§ Task description: Rewrite the monotonic array discussion, everything from "November 10, 2020" down to "a monotonic array.", with "monotone growing" changed to "monotone increasing".

§ Document segment:
========================

Monotonic Array | discussion and solution

November 10, 2020   Interview Questions

An array is called a monotonic array if it is either monotone growing or monotone shrinking. In simple words, if your array is either in non-increasing order or nor-decreasing order then this type of array is called a monotonic array.

Example:

{1,2,2,3,4,5,6} -> This is a monotonic array (Non-decreasing)
{1,4,6,3,4,3,6} -> This array is not a monotonic array
{7,6,5,4,4,3,1} -> This is a monotonic array (Non-increasing)

Algorithmic Definition

An array A is monotone growing if for all i <= j, A[i] <= A[j]. An array A is a monotone shrinking if for all i <= j, A[i] >= A[j]..

Approach to find montonic array

You can solve this problem by using various techniques. The solution to the problem is not that complex as you are considering. It’s just a little bit tricky. Before addressing, the solution let’s initially examine the problem. By observing we can assume that if you find a non-decreasing or non-increasing component we reach our solution by stating it as a non-monotonic problem.

So How we find an un-matching element in the array. You can tackle this difficulty using two pointers while iterating the array. We use two pointers i and j where i is following j we compare values at ith and jth index and using that result we further analyze the next element in the array with our result if it meets the function requirement. we further iterate the array else we break the loop and return the contemporary status of the function to the user.

========================

§ Information given:
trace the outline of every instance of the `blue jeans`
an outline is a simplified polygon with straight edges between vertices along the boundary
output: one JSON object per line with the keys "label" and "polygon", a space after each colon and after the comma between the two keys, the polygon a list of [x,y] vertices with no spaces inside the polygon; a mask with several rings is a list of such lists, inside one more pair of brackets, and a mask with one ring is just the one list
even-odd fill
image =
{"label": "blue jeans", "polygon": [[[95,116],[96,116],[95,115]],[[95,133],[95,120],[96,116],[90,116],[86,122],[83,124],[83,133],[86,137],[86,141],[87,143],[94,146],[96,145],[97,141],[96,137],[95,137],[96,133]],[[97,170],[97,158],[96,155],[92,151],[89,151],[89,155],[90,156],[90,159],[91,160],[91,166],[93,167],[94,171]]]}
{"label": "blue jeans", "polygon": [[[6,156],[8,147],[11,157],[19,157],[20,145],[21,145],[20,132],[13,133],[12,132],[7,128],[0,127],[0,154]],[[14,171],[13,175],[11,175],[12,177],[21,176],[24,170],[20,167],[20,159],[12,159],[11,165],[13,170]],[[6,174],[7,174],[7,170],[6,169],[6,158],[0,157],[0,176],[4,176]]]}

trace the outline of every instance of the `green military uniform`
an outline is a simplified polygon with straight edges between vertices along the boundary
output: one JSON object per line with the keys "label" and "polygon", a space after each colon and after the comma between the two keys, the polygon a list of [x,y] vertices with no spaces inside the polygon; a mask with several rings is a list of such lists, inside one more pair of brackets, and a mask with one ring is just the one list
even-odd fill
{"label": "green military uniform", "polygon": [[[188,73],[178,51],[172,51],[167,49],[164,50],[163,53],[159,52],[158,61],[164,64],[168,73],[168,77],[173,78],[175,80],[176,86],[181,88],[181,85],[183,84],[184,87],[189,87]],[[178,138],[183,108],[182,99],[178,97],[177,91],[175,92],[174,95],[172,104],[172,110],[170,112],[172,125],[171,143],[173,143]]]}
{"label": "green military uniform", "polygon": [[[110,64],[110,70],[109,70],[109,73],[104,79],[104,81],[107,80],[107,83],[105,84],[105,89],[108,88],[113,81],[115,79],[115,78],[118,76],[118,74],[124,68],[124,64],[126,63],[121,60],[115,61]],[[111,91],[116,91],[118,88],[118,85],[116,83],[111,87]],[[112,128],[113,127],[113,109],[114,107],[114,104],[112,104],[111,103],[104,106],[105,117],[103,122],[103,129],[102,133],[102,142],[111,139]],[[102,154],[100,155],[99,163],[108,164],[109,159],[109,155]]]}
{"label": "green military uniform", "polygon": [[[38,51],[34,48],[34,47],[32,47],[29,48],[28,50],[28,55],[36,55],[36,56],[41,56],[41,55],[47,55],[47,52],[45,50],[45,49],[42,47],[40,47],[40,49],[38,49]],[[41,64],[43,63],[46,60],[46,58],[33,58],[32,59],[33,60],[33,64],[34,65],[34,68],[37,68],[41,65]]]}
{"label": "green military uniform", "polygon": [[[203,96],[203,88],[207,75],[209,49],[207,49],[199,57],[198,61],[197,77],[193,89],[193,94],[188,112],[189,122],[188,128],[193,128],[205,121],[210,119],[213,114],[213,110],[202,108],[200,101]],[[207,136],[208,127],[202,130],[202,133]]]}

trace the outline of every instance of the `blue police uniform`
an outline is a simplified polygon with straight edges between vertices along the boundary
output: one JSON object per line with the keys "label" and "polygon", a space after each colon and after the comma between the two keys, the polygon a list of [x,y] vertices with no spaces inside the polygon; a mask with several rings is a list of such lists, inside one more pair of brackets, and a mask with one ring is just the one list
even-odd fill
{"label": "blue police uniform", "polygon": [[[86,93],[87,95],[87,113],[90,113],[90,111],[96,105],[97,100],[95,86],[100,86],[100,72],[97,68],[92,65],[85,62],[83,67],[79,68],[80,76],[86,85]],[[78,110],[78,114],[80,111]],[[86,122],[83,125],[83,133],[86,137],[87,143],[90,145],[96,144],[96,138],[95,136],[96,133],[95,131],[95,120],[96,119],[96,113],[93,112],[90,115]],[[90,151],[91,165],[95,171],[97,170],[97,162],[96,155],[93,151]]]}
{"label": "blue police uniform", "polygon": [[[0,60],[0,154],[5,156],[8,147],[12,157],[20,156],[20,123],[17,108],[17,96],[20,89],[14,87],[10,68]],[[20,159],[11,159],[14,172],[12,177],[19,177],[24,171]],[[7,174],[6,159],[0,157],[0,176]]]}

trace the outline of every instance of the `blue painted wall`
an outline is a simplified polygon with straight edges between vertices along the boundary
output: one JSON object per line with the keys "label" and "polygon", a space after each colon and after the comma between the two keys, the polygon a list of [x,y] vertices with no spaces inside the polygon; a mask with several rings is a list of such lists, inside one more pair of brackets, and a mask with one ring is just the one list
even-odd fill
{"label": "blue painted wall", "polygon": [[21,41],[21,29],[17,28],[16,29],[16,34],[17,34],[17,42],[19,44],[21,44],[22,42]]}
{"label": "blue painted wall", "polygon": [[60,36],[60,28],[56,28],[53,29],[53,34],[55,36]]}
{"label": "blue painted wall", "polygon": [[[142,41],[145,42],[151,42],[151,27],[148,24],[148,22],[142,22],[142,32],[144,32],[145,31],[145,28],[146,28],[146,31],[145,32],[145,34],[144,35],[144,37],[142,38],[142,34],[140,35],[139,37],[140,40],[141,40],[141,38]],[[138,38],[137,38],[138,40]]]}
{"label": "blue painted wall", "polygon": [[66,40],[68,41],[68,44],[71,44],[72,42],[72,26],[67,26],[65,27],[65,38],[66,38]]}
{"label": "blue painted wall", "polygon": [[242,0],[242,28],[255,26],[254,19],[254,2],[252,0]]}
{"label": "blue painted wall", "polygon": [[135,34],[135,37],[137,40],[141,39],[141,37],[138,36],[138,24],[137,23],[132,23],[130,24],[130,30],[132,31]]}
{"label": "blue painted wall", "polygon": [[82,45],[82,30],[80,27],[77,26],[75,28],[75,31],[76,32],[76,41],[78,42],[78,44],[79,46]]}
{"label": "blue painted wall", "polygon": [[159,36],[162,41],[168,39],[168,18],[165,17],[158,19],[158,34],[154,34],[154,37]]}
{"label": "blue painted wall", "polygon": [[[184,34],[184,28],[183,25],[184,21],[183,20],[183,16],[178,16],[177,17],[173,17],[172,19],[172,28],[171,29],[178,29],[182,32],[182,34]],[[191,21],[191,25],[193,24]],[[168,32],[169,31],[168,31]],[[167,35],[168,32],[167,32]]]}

========================

§ Reply:
November 10, 2020   Interview Questions

An array is called a monotonic array if it is either monotone increasing or monotone shrinking. In simple words, if your array is either in non-increasing order or nor-decreasing order then this type of array is called a monotonic array.